====== INPUT FOR THIS TASK ======
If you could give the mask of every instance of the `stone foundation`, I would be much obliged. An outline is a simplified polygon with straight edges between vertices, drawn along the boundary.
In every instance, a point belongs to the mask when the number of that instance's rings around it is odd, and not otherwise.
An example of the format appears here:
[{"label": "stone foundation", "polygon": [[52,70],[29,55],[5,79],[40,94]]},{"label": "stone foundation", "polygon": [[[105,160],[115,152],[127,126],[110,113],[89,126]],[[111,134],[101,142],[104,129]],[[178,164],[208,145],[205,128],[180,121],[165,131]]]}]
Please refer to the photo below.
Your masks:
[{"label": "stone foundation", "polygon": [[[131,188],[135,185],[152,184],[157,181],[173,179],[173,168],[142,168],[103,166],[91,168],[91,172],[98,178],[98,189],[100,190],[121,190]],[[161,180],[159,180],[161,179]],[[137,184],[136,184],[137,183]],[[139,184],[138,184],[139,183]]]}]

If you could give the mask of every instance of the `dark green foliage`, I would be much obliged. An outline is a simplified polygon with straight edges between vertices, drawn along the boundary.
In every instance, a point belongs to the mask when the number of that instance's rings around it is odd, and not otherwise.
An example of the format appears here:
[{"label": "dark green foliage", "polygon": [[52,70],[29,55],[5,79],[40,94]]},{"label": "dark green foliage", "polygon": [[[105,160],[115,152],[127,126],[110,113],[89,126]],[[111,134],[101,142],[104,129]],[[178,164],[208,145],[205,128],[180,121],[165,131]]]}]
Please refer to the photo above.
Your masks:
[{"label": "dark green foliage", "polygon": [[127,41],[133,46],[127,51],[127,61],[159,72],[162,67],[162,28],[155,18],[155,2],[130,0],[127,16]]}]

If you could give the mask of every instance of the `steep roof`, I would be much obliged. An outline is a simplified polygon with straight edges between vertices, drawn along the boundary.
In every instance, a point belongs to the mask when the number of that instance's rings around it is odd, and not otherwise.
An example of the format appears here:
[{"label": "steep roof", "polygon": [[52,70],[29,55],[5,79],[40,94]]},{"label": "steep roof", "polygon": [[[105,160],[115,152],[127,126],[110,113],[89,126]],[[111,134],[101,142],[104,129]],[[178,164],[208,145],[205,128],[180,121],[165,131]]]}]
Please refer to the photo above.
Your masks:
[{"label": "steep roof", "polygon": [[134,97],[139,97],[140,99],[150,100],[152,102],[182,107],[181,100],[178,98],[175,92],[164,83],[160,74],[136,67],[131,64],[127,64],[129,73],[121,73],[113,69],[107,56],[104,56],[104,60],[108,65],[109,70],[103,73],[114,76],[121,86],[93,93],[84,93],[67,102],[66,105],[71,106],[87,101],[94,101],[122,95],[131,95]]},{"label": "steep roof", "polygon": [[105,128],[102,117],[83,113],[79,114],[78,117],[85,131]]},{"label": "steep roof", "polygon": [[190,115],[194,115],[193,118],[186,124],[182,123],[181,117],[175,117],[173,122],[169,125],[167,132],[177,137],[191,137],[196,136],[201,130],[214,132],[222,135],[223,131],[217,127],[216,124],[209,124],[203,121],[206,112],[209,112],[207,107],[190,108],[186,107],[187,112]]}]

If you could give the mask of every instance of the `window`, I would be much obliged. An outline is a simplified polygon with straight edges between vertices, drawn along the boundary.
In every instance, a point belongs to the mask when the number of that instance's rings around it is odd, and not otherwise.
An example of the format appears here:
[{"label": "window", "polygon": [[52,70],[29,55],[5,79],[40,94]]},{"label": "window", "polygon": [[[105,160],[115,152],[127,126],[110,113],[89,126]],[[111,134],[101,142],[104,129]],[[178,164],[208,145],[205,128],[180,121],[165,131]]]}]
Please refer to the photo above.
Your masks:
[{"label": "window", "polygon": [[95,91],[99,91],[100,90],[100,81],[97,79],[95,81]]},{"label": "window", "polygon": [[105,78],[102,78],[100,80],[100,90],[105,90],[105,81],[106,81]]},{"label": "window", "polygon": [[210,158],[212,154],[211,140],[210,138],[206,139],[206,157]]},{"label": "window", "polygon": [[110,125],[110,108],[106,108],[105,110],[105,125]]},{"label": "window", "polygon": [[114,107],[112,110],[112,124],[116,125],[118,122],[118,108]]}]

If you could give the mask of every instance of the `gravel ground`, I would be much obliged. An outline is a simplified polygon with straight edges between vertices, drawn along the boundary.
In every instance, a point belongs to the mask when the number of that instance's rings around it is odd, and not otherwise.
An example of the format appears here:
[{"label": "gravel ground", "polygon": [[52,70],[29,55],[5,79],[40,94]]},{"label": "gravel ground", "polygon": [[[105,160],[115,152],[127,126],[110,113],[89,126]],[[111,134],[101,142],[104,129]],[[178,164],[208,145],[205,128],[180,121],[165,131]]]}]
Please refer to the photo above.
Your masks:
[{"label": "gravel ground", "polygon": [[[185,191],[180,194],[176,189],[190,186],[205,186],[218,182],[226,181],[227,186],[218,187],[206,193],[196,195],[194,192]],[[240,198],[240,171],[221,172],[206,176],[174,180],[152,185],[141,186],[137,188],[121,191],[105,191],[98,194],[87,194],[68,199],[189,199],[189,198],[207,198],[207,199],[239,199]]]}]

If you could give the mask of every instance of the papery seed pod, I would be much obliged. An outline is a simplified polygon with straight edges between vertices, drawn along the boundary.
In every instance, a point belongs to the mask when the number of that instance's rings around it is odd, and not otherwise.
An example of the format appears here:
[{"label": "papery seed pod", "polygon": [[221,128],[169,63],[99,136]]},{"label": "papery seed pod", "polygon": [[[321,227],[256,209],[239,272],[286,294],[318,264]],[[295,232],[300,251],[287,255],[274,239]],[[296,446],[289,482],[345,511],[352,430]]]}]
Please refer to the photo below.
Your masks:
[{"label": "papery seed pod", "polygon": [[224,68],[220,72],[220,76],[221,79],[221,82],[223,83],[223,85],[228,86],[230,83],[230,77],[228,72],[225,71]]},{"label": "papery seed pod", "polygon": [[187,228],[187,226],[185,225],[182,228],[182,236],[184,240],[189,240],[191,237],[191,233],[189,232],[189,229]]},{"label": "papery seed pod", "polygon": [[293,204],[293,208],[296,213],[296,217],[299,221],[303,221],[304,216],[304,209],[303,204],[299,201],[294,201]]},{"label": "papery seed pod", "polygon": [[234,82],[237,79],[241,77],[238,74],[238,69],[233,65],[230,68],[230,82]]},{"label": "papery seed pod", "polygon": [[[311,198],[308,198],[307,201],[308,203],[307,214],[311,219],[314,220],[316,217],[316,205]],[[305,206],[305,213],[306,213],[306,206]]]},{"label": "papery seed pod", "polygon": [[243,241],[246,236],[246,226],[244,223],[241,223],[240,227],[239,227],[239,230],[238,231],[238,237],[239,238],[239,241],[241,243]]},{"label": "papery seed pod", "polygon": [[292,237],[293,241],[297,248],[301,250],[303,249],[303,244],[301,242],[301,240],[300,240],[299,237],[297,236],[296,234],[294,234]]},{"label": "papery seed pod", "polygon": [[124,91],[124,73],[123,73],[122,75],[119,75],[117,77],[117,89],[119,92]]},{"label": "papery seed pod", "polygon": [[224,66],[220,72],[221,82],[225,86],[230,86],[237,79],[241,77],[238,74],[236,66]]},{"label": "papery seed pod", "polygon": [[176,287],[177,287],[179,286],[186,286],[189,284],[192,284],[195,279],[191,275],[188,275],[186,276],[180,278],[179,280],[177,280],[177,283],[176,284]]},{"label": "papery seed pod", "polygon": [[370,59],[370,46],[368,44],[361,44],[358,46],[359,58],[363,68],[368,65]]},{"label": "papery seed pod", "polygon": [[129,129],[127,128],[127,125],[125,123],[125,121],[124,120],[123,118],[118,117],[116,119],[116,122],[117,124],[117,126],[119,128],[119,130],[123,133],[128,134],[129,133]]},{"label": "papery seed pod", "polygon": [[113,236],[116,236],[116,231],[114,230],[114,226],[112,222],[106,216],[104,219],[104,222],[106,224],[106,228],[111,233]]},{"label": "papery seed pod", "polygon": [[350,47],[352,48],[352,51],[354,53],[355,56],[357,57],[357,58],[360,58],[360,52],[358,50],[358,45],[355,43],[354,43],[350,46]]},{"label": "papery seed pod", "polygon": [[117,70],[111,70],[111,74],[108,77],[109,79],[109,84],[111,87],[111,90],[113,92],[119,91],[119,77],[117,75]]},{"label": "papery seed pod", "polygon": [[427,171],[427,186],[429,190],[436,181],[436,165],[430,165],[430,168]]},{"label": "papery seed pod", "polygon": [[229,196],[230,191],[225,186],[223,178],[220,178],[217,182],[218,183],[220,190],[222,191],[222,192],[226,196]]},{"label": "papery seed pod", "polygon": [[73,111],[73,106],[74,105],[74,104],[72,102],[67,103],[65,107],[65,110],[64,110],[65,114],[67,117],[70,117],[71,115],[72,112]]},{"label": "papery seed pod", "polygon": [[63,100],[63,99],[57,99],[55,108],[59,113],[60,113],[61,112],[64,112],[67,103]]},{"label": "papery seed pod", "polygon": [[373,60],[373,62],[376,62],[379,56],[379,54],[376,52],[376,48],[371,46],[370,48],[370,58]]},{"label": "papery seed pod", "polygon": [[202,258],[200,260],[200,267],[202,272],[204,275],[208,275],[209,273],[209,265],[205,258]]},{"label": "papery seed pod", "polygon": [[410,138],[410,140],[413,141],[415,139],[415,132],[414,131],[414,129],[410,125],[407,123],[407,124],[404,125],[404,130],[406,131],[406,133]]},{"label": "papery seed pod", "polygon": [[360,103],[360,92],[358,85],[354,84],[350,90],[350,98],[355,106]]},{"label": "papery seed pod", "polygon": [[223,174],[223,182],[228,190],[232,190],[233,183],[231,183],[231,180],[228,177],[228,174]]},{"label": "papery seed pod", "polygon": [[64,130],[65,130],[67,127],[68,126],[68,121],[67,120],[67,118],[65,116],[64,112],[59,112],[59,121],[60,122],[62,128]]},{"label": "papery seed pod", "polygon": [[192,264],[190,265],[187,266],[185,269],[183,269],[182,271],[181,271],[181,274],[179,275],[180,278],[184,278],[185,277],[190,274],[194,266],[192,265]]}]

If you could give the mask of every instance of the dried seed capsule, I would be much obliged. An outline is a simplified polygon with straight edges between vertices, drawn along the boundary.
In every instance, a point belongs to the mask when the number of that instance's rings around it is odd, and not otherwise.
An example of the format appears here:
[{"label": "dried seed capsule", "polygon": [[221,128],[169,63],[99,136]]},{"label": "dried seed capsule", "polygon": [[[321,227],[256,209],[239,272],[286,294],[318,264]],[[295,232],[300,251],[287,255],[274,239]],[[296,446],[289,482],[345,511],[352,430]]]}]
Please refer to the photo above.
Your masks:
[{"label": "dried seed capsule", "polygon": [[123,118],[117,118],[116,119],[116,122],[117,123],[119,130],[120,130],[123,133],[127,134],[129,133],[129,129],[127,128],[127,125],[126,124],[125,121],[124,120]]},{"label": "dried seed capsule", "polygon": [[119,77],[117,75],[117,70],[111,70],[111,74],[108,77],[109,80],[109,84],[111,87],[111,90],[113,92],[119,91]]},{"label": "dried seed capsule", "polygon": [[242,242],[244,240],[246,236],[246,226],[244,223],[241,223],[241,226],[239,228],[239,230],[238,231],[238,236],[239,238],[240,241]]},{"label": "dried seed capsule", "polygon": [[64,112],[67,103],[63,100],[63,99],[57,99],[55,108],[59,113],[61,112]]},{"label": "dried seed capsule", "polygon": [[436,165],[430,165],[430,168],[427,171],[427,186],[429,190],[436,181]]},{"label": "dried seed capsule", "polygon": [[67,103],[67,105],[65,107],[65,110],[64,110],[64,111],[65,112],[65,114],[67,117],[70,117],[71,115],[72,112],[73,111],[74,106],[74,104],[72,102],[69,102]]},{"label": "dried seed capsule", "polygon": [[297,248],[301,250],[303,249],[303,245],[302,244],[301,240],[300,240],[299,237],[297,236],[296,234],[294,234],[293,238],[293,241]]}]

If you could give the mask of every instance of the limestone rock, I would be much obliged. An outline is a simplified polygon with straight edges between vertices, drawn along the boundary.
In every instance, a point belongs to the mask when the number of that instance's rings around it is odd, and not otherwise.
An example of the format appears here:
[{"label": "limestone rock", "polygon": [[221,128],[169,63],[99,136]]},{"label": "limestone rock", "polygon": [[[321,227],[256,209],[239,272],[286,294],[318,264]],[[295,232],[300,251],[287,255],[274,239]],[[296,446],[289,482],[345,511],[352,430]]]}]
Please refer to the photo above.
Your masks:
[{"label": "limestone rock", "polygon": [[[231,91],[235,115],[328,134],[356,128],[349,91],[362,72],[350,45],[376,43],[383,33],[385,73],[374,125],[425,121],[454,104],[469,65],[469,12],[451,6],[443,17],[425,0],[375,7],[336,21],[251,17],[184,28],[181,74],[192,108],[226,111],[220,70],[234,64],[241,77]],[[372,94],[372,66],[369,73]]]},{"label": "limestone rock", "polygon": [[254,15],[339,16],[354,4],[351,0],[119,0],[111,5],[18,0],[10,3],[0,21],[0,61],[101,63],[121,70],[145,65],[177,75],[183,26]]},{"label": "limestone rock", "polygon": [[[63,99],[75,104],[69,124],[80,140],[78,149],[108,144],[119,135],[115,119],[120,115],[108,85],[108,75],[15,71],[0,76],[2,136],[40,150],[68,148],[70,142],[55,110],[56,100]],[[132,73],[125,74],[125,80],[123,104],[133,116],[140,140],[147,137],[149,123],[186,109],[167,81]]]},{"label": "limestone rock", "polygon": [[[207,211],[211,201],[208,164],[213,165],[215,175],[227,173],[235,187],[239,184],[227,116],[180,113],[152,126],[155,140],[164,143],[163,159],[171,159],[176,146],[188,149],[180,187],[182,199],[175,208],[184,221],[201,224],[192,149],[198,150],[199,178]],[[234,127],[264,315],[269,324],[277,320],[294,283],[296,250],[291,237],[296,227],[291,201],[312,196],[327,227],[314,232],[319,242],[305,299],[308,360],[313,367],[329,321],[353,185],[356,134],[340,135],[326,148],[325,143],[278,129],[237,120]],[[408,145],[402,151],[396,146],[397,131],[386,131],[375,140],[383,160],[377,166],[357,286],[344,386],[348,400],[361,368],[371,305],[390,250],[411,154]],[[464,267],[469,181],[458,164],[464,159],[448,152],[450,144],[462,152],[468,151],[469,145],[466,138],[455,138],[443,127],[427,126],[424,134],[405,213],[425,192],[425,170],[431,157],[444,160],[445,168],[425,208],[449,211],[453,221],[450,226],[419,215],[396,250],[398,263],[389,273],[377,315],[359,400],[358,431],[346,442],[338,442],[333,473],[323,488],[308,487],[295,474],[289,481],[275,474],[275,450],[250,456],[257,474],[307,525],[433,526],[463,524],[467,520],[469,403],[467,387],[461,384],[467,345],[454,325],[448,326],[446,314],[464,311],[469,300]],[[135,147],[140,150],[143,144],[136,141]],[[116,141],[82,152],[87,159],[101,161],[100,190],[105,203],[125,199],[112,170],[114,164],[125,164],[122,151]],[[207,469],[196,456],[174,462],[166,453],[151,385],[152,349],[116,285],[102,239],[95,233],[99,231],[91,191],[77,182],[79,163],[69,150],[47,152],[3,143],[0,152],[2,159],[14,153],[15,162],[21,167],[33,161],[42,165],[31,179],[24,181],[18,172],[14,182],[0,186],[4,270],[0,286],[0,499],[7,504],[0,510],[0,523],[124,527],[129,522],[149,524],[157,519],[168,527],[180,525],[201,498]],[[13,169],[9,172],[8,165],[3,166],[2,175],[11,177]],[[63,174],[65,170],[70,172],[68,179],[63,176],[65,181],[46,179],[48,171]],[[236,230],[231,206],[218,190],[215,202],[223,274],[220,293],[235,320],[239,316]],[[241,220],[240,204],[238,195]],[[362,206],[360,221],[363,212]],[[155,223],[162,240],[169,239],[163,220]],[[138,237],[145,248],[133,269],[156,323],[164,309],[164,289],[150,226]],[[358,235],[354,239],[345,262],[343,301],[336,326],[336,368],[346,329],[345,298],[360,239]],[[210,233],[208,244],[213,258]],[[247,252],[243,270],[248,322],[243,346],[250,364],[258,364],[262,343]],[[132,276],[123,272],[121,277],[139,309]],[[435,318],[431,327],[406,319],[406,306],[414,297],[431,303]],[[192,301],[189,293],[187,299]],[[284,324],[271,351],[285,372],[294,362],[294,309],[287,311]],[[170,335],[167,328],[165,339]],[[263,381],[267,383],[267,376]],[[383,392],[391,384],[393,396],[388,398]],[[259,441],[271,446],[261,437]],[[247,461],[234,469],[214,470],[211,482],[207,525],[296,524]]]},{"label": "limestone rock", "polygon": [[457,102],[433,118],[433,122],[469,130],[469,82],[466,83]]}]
======
TASK TO CARRY OUT: Report every line in the entries above that contains the word "ground" and copy each one in full. Case matters.

EXERCISE RESULT:
If you could give the mask of every instance of the `gravel ground`, I would be much obliged. An outline is a simplified polygon with straight edges between vertices, drawn along the boundary.
[{"label": "gravel ground", "polygon": [[52,70],[29,55],[5,79],[40,94]]},{"label": "gravel ground", "polygon": [[[105,160],[115,152],[127,126],[110,113],[89,126]],[[111,134],[101,142],[104,129]],[[178,164],[208,145],[205,128],[180,121],[165,131]]]}]
[{"label": "gravel ground", "polygon": [[[185,191],[180,194],[176,189],[190,186],[205,186],[218,182],[226,181],[227,186],[218,187],[206,193],[196,195],[194,192]],[[240,198],[240,171],[221,172],[206,176],[174,180],[152,185],[141,186],[137,188],[121,191],[105,191],[98,194],[87,194],[68,199],[189,199],[189,198],[207,198],[207,199],[239,199]]]}]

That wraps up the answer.